Page text:
━━━━━━━━━━━━━━━━━━━━━━━━━━━━━━

Razaq's office was partially destroyed and the windows of his office were shattered.

The one-time Taliban stronghold of Kandahar has been particularly hard-hit by violence as insurgents seek to destabilize the local government. Three bombings in one day last week killed 13 people in the city.

The attack on the Afghan police comes amid the ongoing transition of security duties in the nation from NATO and U.S. troops to Afghanistan's own forces.

While the Afghan police are regularly targeted by insurgents in such attacks, the force has been plagued by corruption, attrition and a relative lack of discipline since the U.S.-led invasion toppled the Taliban government in 2001.

A Wednesday report in the Wall Street Journal highlights, in particular, the challenges faced by U.S. troops working with the Afghan Army in the Paktika province, where the police seem to be working both against and with the Taliban, depending on who's asking.

━━━━━━━━━━━━━━━━━━━━━━━━━━━━━━

Items drawn from a data source
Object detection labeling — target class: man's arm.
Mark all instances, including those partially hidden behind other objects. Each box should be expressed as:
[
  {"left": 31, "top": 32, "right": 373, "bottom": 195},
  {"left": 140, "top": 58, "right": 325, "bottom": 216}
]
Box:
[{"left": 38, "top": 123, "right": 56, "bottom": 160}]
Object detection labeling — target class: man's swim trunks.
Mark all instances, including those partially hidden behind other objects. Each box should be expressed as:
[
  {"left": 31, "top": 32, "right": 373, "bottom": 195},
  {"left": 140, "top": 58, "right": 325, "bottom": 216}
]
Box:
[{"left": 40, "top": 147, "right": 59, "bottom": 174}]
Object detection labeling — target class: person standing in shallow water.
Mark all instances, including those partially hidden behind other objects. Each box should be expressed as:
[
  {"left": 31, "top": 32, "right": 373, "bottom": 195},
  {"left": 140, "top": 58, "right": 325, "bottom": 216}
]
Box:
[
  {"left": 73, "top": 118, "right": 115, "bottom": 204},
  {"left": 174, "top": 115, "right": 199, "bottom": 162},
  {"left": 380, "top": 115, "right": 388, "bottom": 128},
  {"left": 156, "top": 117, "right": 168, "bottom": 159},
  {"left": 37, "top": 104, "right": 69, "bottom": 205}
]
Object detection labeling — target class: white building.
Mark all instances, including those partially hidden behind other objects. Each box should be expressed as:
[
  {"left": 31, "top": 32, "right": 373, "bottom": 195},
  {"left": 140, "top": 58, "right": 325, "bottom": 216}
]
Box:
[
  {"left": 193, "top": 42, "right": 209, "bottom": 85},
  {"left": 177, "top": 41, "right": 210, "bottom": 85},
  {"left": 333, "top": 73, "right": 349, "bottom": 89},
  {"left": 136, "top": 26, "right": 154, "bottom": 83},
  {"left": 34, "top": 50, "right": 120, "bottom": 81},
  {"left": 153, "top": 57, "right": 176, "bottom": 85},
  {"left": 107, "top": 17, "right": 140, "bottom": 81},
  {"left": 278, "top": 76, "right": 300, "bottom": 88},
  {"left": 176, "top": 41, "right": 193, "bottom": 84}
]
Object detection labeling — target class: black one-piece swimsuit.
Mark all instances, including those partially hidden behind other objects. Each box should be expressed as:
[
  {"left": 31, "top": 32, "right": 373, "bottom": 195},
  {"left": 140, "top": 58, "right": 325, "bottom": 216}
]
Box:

━━━━━━━━━━━━━━━━━━━━━━━━━━━━━━

Questions:
1) According to the article on violence in Kandahar, how many people were killed in the three bombings in the city in one day last week?
2) Pick up the article on violence in Kandahar and the Afghan police after its final sentence, and continue it.
The material listed after the article stands apart from the article itself.

Written responses:
1) 13 people.

2)
"They smile to our face when we're here, giving them money and building them buildings," Army Capt. Cory Brown, a U.S. officer helping the coordinated U.S.-Afghan effort in the area tells the Journal. "But they've given insurgents money, food and even rides in Afghan police cars."

One of the biggest problems in Paktika, says the Journal, is that the Afghan police are largely ethnic Tajiks and other tribes who don't speak the local language.

It is a problem mirrored in other parts of Afghanistan, and where the local population doesn't trust the police - who are meant to stay in the area and enforce security long after U.S. and even Afghan troops move on - they are likely to instead support local Taliban leaders.